> _What is needed_
Locate the line that contains "target | woman's right hand". Copy it and every following line through the end of the records, exactly, and include nothing else.

Records from a data collection
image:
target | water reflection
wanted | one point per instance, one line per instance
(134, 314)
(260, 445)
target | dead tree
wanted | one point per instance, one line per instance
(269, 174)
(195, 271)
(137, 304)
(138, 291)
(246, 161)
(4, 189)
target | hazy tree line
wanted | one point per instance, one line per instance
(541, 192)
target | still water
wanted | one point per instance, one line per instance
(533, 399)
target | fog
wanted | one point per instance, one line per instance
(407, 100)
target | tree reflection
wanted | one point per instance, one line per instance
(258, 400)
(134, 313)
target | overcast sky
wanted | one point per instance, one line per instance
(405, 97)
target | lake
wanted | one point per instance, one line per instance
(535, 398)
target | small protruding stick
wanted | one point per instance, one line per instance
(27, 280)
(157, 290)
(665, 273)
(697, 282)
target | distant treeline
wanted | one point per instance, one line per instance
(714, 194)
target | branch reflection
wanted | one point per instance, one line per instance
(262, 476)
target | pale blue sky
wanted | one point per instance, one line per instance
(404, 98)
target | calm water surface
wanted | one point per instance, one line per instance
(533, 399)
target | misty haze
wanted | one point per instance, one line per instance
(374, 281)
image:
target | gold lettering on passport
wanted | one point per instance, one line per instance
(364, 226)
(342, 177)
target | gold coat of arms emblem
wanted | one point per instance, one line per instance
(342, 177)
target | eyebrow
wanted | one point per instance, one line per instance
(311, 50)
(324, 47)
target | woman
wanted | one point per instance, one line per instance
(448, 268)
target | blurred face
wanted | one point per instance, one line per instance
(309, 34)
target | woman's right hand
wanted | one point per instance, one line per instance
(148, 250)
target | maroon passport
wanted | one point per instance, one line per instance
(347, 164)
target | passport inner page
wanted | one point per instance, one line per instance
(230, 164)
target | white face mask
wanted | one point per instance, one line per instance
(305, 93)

> _Answer to this exercise_
target | woman's right hand
wanted | one point per instance, one line per instance
(148, 250)
target | maroon passport
wanted | one point per instance, one line per instance
(347, 164)
target | passport inner page
wanted | one point per instance, one line per instance
(230, 164)
target | white face mask
wanted | one point per instance, one line per instance
(305, 93)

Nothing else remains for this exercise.